[Dataset items]

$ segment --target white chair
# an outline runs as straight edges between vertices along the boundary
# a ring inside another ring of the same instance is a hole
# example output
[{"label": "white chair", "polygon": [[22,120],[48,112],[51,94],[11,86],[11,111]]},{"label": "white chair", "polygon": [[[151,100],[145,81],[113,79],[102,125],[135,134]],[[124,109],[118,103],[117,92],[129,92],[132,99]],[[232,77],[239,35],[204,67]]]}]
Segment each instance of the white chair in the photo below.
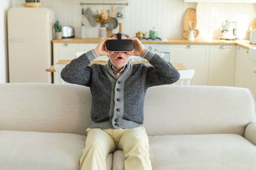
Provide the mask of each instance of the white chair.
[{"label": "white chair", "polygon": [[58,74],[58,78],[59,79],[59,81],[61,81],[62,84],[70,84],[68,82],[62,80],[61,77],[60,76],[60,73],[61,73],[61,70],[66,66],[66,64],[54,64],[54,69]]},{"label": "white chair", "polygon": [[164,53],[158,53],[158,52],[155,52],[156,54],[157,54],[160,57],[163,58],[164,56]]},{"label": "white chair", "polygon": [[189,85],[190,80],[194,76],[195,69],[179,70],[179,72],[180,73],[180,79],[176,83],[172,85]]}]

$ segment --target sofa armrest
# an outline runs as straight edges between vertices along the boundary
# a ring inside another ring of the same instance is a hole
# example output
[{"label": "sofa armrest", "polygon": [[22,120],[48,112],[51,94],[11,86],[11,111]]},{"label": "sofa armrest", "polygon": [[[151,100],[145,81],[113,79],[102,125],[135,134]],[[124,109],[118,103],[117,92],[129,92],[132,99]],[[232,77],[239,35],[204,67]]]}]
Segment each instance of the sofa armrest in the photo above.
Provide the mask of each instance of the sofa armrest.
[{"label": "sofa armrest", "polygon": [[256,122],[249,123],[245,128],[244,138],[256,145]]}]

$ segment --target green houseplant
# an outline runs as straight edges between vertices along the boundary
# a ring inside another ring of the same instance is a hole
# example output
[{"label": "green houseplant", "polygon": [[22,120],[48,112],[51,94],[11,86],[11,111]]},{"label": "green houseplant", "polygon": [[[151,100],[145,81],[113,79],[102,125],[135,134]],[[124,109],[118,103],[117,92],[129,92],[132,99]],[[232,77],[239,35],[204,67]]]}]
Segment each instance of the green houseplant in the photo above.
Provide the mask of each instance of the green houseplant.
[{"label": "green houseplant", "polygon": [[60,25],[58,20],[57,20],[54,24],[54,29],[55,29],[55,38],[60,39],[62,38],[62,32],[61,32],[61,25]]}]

* * *

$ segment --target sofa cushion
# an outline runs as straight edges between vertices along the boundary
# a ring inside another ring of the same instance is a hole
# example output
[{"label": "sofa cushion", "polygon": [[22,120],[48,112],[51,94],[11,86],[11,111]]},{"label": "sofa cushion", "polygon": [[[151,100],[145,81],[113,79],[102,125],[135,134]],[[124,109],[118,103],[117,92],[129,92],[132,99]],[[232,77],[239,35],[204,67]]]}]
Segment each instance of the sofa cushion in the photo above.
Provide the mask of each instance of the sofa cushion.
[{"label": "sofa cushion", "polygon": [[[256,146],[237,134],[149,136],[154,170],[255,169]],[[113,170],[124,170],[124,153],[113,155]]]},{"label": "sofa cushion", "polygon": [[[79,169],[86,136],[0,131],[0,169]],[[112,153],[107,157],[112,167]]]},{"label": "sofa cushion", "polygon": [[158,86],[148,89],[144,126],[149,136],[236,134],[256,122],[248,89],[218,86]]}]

§ Stated task
Write out verbatim the stretch of material from the line containing "--target white chair" through the line containing "Provide the mask of each instance of the white", both included, omitting the picture.

§ Output below
$ segment --target white chair
# an outline runs as straight edges between vertices along the boundary
# a ring inside another ring of the same instance is a hole
# example output
[{"label": "white chair", "polygon": [[22,120],[48,112],[51,94],[11,86],[11,111]]},{"label": "white chair", "polygon": [[[151,100],[145,81],[113,79],[102,125],[135,134]],[[124,109],[118,103],[117,92],[129,92],[132,99]],[[232,77],[239,35],[204,67]]]}]
Segment each instance of the white chair in the photo below.
Provide the mask of each instance of the white chair.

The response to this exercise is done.